Task to complete: The required result is each line of the entries below containing the string "wearing".

Dataset content:
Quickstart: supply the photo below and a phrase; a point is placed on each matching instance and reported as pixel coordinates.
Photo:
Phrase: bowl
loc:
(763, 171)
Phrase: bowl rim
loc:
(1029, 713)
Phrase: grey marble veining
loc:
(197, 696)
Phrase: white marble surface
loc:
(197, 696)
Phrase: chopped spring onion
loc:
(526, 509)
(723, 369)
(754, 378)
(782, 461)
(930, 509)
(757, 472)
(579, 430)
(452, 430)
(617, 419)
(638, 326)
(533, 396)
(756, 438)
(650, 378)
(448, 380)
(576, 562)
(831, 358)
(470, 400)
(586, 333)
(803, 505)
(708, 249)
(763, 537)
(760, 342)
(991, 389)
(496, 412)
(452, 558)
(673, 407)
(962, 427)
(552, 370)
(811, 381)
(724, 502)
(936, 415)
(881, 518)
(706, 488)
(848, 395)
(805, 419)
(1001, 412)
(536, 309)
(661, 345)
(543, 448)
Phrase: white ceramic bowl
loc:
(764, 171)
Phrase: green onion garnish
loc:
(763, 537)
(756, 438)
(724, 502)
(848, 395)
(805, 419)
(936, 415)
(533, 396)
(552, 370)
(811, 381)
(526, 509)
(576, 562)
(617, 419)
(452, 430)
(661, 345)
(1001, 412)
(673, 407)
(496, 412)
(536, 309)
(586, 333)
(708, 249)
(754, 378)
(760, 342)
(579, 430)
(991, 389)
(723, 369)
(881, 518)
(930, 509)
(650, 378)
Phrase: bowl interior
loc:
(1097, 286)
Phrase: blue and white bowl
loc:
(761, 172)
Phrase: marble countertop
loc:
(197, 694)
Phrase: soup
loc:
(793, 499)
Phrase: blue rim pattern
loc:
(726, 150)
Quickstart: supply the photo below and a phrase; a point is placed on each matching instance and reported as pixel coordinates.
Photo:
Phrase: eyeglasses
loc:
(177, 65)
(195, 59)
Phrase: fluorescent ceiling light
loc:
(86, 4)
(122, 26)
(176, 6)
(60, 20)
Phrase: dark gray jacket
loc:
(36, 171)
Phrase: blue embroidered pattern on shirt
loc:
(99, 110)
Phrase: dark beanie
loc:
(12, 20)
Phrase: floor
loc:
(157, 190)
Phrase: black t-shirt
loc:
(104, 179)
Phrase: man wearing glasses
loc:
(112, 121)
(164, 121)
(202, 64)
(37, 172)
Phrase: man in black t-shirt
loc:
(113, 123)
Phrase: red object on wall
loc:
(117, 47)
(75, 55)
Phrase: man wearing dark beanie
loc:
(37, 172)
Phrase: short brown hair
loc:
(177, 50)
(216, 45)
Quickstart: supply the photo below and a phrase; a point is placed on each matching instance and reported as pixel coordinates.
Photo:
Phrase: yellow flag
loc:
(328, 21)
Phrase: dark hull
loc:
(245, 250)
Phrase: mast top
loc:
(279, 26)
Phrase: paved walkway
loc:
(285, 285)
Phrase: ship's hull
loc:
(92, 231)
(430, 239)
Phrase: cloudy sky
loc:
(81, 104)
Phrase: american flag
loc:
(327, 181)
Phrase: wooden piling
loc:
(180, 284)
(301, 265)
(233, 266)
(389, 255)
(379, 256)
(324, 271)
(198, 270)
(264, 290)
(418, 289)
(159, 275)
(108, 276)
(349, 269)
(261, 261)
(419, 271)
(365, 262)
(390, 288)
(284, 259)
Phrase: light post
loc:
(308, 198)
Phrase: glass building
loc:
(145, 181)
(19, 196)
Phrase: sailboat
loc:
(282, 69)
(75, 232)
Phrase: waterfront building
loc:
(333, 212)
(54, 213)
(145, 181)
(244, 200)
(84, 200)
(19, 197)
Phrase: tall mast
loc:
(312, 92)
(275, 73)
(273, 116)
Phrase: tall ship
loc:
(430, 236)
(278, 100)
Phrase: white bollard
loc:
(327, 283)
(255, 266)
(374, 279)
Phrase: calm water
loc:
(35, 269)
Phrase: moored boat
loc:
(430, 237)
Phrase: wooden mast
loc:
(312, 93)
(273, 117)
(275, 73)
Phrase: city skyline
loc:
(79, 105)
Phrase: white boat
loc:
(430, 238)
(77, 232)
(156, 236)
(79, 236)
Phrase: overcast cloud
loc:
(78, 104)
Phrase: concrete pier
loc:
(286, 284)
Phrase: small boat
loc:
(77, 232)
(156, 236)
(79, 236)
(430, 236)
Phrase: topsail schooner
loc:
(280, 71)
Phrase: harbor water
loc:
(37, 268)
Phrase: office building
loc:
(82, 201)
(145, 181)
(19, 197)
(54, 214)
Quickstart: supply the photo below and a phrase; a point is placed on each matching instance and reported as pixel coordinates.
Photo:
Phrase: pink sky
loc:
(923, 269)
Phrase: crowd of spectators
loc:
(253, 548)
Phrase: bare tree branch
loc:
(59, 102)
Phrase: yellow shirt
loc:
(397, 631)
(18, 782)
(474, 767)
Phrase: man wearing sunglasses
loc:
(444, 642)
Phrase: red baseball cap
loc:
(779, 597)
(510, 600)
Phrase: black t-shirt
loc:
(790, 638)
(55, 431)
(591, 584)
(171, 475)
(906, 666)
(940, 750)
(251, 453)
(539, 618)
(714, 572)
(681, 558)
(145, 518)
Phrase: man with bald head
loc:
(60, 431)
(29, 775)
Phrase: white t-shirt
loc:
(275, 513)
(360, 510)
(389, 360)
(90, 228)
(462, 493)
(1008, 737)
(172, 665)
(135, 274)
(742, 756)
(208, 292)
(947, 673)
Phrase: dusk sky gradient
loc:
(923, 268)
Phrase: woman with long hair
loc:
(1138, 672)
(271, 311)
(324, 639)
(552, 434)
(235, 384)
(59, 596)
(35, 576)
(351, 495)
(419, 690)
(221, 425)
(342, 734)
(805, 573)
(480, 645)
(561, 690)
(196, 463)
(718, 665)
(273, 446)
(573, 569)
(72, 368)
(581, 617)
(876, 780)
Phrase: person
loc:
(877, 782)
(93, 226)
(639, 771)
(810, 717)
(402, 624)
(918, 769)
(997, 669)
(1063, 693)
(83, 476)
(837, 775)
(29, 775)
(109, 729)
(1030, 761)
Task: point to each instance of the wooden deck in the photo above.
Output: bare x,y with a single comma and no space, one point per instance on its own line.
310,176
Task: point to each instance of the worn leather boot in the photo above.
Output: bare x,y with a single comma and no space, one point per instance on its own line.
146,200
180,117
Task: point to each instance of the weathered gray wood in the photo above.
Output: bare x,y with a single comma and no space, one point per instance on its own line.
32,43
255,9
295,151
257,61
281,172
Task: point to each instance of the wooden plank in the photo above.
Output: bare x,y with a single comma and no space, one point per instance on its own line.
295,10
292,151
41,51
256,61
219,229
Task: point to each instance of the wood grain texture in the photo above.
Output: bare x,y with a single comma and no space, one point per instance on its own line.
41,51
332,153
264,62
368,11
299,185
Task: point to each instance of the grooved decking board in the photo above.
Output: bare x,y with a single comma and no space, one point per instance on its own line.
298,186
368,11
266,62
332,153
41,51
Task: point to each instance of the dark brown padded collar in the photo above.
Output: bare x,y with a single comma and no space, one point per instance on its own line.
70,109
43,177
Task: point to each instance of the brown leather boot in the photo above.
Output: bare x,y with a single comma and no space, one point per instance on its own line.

Answer to the problem:
Phrase: man wearing glasses
Phrase: man wearing dark beanie
Phrase: man wearing sunglasses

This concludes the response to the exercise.